— Begin Provided data —

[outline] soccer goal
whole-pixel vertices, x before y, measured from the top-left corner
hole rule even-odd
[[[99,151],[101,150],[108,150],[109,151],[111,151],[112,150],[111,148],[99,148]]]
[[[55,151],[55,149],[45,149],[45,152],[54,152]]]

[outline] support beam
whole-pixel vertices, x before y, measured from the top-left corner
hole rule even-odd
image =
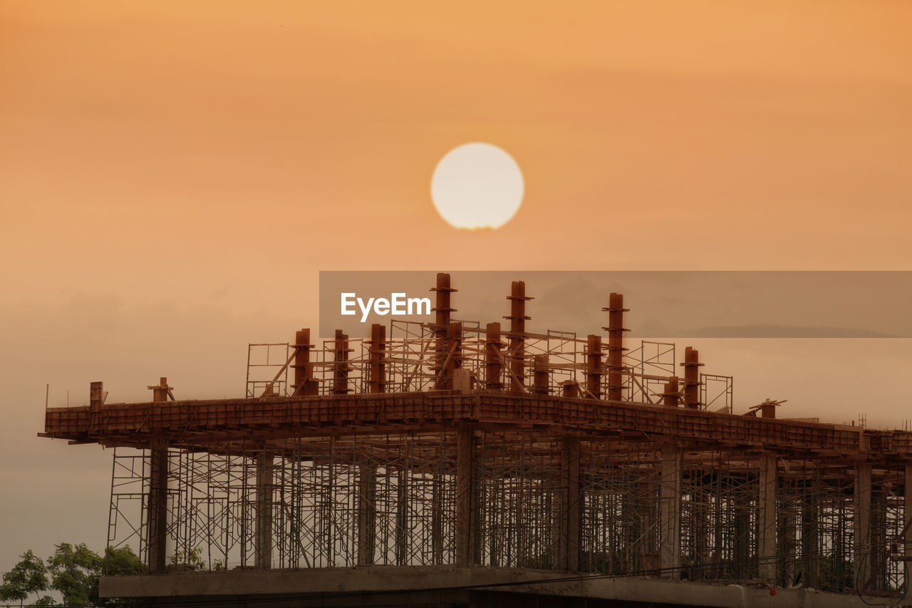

— End Provided data —

Convert every line of the items above into a numbered list, skipping the blank line. Omit the picture from your answer.

Complete answer:
1. [outline] soccer goal
2. whole-pixel vertices, x before y, measured from the top-left corner
3. hole rule even-odd
4. [[[99,151],[101,150],[108,150],[109,151],[111,151],[112,150],[111,148],[99,148]]]
5. [[[55,151],[55,149],[45,149],[45,152],[54,152]]]
6. [outline] support beam
7. whole-pixel vertices, x before y, measured from the top-left corner
8. hole rule even-odd
9. image =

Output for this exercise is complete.